# What this task involves
The expected output is every line of the data exactly as shown, minus the images.

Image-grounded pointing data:
##########

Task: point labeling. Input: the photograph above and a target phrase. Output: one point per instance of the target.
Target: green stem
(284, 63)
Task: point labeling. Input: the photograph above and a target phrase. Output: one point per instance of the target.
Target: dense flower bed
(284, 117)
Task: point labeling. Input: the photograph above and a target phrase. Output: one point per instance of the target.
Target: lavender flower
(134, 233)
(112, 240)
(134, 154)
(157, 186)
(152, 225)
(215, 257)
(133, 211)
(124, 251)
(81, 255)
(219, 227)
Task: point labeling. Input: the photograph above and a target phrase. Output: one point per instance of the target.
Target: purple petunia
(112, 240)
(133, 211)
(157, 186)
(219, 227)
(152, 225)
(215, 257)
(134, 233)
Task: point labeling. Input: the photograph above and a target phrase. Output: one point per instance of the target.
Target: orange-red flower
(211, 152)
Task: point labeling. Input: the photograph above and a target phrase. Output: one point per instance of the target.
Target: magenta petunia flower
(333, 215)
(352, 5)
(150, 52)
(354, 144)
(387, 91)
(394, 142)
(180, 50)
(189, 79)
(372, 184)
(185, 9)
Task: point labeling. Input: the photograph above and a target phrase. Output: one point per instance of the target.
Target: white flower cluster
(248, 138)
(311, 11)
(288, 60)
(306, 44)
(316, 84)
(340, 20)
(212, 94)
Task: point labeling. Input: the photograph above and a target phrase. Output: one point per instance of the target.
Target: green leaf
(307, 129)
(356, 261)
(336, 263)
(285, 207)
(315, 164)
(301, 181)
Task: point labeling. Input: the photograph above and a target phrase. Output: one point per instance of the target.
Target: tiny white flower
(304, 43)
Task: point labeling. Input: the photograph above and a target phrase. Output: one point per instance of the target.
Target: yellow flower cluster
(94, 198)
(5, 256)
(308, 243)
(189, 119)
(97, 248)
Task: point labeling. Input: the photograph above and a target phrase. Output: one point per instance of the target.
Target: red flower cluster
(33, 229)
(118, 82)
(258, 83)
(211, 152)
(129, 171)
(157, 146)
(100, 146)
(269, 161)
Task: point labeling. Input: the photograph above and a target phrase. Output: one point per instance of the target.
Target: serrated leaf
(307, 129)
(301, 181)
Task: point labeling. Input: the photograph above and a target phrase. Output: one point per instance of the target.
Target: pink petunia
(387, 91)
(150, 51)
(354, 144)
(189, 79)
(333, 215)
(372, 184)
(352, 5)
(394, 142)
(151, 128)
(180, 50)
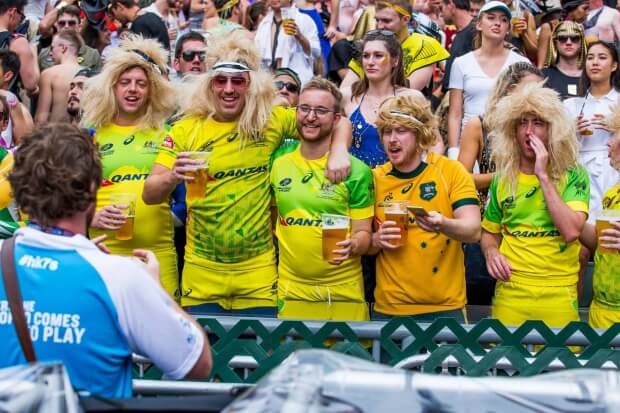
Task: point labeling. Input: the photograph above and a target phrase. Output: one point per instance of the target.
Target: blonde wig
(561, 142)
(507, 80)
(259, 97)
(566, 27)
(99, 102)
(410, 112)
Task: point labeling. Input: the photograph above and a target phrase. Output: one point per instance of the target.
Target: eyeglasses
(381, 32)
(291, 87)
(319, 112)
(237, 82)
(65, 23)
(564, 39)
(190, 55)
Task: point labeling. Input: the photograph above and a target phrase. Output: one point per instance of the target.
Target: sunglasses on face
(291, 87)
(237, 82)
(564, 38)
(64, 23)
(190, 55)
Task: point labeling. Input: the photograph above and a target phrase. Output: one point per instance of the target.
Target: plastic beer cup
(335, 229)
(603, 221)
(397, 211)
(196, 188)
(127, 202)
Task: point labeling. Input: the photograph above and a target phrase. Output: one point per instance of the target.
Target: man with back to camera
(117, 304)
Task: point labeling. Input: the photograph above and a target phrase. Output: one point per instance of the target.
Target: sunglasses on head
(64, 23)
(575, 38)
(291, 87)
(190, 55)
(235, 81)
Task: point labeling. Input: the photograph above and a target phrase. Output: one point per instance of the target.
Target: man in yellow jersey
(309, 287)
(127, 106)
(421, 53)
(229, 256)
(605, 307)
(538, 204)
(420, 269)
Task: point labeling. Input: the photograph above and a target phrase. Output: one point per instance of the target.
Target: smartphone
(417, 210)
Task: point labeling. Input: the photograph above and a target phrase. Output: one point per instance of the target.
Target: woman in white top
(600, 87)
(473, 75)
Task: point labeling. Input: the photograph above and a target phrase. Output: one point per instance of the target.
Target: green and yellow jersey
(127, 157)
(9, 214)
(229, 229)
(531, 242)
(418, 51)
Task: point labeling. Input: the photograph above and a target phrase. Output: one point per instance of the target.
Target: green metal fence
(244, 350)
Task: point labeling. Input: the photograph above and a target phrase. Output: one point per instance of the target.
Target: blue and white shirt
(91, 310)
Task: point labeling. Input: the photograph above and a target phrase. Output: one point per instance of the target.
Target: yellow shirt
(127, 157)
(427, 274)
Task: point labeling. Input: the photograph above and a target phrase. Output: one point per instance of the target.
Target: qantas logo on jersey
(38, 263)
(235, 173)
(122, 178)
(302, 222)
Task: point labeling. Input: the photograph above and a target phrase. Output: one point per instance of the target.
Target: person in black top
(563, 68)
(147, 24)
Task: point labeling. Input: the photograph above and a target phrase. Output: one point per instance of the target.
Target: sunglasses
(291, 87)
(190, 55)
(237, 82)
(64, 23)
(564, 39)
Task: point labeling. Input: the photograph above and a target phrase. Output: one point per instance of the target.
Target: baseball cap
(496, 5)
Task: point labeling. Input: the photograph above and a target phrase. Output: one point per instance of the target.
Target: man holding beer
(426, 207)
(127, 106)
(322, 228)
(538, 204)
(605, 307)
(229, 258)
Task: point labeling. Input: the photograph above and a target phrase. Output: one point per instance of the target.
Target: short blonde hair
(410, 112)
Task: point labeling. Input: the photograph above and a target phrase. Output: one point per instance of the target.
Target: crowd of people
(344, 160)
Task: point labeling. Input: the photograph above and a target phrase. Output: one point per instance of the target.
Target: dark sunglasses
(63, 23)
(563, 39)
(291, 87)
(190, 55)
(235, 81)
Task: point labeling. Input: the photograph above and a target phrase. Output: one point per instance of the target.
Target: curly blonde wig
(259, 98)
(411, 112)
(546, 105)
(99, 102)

##########

# Answer to this exercise
Task: point labeling. Input: the photograph above and a target phrase. Output: one point per instance of the target.
Target: green stem
(284, 63)
Task: point labeling. Input: the photograph above and a target phrase. Output: one point per instance of the target.
Target: dense flower bed
(284, 117)
Task: point labeling. Input: the photograph above and a target phrase. Output: one point per instance of the target.
Target: lavender flower
(134, 233)
(112, 240)
(134, 154)
(157, 186)
(152, 225)
(215, 257)
(133, 211)
(124, 251)
(81, 255)
(219, 227)
Task: point labeling. Input: the photograph above and a target phrase. Output: one point per instance of the target.
Target: purple petunia
(112, 240)
(133, 211)
(157, 186)
(219, 227)
(152, 225)
(215, 257)
(134, 233)
Task: point labeling. Input: the photograph above and a target phrase. Output: one point per instance of the target.
Target: orange-red flower
(211, 152)
Task: point labeling. Input: the photograph above and a target phrase. Output: one point per instance of the target.
Target: magenta petunia flower
(333, 215)
(352, 5)
(150, 52)
(354, 144)
(387, 91)
(394, 142)
(180, 50)
(189, 79)
(372, 184)
(185, 9)
Task: point labeling. Input: the photograph above and a target phrase. Output: one point per instance of the target.
Target: white flower cluster
(248, 138)
(311, 11)
(288, 60)
(306, 44)
(316, 84)
(340, 20)
(212, 94)
Task: point labeling. Input: the photograph above and a target phrase. Output: one point per instance of the target.
Target: green leaf
(307, 129)
(356, 261)
(336, 263)
(285, 207)
(315, 164)
(301, 181)
Task: point labeling. Input: the photograph above and a target phrase. Output: one point per instance of the target.
Target: tiny white flower
(304, 43)
Task: point labeling. Input: the photograph above and a target phrase. Output: one point per instance of the target.
Target: yellow flower cluster
(94, 198)
(5, 256)
(308, 243)
(189, 119)
(97, 248)
Task: point labeling. Input: the photograph above and a target phrase. Output: one point per instance of the target.
Target: red flower cluster
(33, 229)
(118, 82)
(258, 83)
(211, 152)
(129, 171)
(157, 146)
(100, 146)
(269, 161)
Task: point labeling. Input: the photograph above and a target phrase. Output: one point per instance of the target.
Target: serrated leaf
(307, 129)
(301, 181)
Task: point labeling. Input: the photograph above and a target phrase. Output: one point per instance of the target.
Target: pink petunia
(387, 91)
(150, 51)
(354, 144)
(189, 79)
(333, 215)
(372, 184)
(352, 5)
(394, 142)
(151, 128)
(180, 50)
Task: point labeling. Input: the photograph above and a target phrase. Output: one point per instance of the target.
Target: blonde wig
(561, 142)
(507, 80)
(259, 97)
(566, 27)
(99, 102)
(410, 112)
Task: point labeling. Input: the photograph above and a target phrase. Output: one point per instance of the target.
Target: eyeglasses
(381, 32)
(291, 87)
(319, 112)
(237, 82)
(65, 23)
(564, 39)
(190, 55)
Task: point labeling. Input: the photograph above and a target phrase. Output: one point per instance of the target.
Target: sunglasses on face
(291, 87)
(237, 82)
(564, 38)
(64, 23)
(190, 55)
Task: point labeling. Input: the photograph above and a target phrase. Output: one point per instance of the target.
Target: plastic beer cup
(335, 229)
(603, 221)
(397, 211)
(196, 188)
(127, 202)
Task: point labeling. Input: the photograph above and a target phrase. Output: one point per instance of the target.
Target: man with back to camera
(117, 304)
Task: point labeling. Input: the photograph above and a target phrase. Output: one point per instance of the target.
Target: sunglasses on head
(64, 23)
(575, 38)
(291, 87)
(190, 55)
(235, 81)
Task: point labeling. Input: the photograph above and a target phrase. Output: one point per instance of the target.
Target: man in yellow jersey
(309, 287)
(127, 106)
(421, 53)
(229, 256)
(605, 307)
(538, 204)
(420, 269)
Task: point labeling. Input: the photograph above and a target phrase. Output: one point per instance of the target.
Target: smartphone
(417, 210)
Task: point labeling. Input: the photograph above and a target phrase. Output: one point per instance of the target.
Target: woman in white top
(600, 87)
(473, 75)
Task: point labeling. Input: the photograph above and a target phrase. Output: one point per instance of the target.
Target: green and yellow jersey
(127, 157)
(9, 214)
(229, 229)
(531, 242)
(418, 51)
Task: point labeling. Input: the photograph above and a target phrase. Output: one point per instance of the target.
Target: green metal fence
(244, 350)
Task: point labeling. Input: the photograph above and a target phrase. Output: one point per instance of the target.
Target: blue and white shirt
(91, 310)
Task: point labeling. Input: the photograph above and a target phrase. Output: one point per instance of the target.
Target: yellow shirt
(127, 157)
(427, 274)
Task: point labeling. Input: the photograph above and a target phrase. Output: one point per instance of the target.
Target: qantas logo on jersey
(38, 263)
(235, 173)
(122, 178)
(302, 222)
Task: point labeling. Input: the photograph above and a target phrase. Output: one point per instance of the target.
Target: person in black top
(563, 68)
(147, 24)
Task: point labeling. Input: the photograph above and a target phrase. Output: one point per instance of the target.
Target: sunglasses
(291, 87)
(190, 55)
(237, 82)
(64, 23)
(564, 39)
Task: point labeling. Input: the photograph above and a target phrase. Output: one point per instance of the target.
Target: baseball cap
(496, 5)
Task: point labeling. Input: the photograph above and a target phrase. Output: one point per instance of the target.
Target: man holding beer
(426, 207)
(127, 106)
(322, 228)
(538, 204)
(605, 307)
(229, 258)
Task: point labeling. Input: the photograph above and a target phrase. Output: one point per instance of the target.
Target: short blonde hair
(410, 112)
Task: point labeling. Input: the photograph above and a target phrase. Output: one point per instance of the target.
Target: crowd of people
(344, 160)
Task: point labeling. Input: the photograph above and a target phrase. Output: one point per instance of the target.
Target: dark sunglasses
(63, 23)
(563, 39)
(291, 87)
(190, 55)
(235, 81)
Task: point labeling. Input: the photograph above and a target phrase. Output: one point per instance of the target.
Target: curly blonde wig
(259, 98)
(411, 112)
(546, 105)
(99, 102)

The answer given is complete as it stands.